──────── Trecho selecionado ────────

A PEC dos Precatórios (PEC 23/2021), em tramitação no Congresso, evidencia o total descompromisso do governo federal com os princípios e as regras do Estado Democrático de Direito.
Em meio à falácia de que o Ministério da Economia foi surpreendido com o aumento do valor dos precatórios para 2022, a PEC defendida pelo governo é uma perversa violação aos direitos de milhões de credores. São pessoas físicas e jurídicas, idosos, portadores de deficiência e doenças graves, que aguardam há décadas o recebimento de seus direitos – declarados por força de sentença condenatória transitada em julgado pelo Poder Judiciário – em desfavor do poder público.
Mas não só isso. A pretexto de abrir espaço fiscal para a ampliação do programa de assistência Auxílio Brasil no próximo ano, a emenda proposta não só viola direitos fundamentais dos credores como também promove a possibilidade de furar o teto de gastos, numa verdadeira pedalada fiscal, criando regras para desvinculação das receitas. Ou seja, estabelece mais inconstitucionalidades em um país cujo cenário, por si só, já padece com crises econômicas e políticas.
Temos, então, o seguinte panorama – jurídico e socioeconômico. Por um lado, o calote proposto configura ataque direto ao Estado Democrático de Direito, porque vilipendia diversas garantias e direitos fundamentais, conquistados com suor e lágrimas por gerações de brasileiros que lutaram pela redemocratização do país. Por outro, a política antieconômica proposta traz incongruente conteúdo. Ela torna vulnerável a imagem do Brasil no exterior; diminui o potencial de crescimento econômico; aumenta vertiginosamente a dívida pública; reduz o consumo das famílias, aumenta o desemprego e afasta investidores diante da insegurança jurídica e do risco fiscal.
A aprovação da PEC vai prejudicar, além de pessoas mais vulneráveis, os professores e as empresas, no curto e médio prazo. Na prática, também contribuirá para a destruição de riquezas, sendo nociva à retomada da atividade econômica.
PEC evidencia o total descompromisso do governo federal com os princípios e as regras do Estado Democrático de Direito.

──────── Material fornecido ────────

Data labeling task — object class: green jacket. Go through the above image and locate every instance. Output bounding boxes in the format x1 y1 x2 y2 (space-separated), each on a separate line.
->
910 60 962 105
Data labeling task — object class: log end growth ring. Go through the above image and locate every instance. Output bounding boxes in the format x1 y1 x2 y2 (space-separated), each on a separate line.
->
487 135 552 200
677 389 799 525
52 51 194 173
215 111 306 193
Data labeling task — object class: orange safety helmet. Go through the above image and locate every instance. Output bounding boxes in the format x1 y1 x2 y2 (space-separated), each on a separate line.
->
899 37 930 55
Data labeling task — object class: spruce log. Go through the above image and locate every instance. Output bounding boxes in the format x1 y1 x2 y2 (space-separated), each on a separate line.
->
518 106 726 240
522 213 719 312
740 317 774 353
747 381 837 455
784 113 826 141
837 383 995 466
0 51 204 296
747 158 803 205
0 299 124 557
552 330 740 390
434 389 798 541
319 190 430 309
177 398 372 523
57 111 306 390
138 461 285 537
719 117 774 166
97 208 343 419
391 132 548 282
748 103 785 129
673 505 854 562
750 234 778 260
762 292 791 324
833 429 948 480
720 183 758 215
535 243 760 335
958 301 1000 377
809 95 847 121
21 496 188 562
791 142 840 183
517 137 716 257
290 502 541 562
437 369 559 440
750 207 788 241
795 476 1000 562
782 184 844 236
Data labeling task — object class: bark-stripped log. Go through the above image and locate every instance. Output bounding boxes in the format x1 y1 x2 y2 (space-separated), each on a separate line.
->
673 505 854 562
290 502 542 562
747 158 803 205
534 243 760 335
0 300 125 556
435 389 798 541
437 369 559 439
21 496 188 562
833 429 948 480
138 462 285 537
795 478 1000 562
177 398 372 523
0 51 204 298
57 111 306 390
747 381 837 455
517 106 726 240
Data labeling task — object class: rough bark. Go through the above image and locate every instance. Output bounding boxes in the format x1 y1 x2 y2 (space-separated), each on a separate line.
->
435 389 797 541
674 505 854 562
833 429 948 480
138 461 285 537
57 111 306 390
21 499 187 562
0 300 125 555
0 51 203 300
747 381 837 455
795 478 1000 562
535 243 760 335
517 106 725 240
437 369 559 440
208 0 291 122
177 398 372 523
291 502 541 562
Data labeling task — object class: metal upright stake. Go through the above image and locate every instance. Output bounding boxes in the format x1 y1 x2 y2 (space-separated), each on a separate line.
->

────────

## Conjunto de tarefas
- a) De acordo com o texto sobre a PEC dos Precatórios, a pretexto de quê a emenda foi proposta?
- b) Prossiga com o texto sobre a PEC dos Precatórios a partir do ponto em que ele termina.
O material não tem nenhum papel aqui.

## Respostas em ordem
- a) A pretexto de abrir espaço fiscal para a ampliação do programa de assistência Auxílio Brasil no próximo ano.

- b)
Vale lembrar que os precatórios são dívidas da União com pessoas físicas, jurídicas, estados e municípios, reconhecidas em decisões judiciais definitivas e que devem ser pagas pelo governo com previsão anual no Orçamento. O cidadão ingressa na Justiça, enfrenta um percurso processual longo – que pode durar mais de 30 anos – e, quando finalmente tem seu direito julgado procedente, o credor ainda tem de entrar em uma “fila” de ordem cronológica para o recebimento do valor devido.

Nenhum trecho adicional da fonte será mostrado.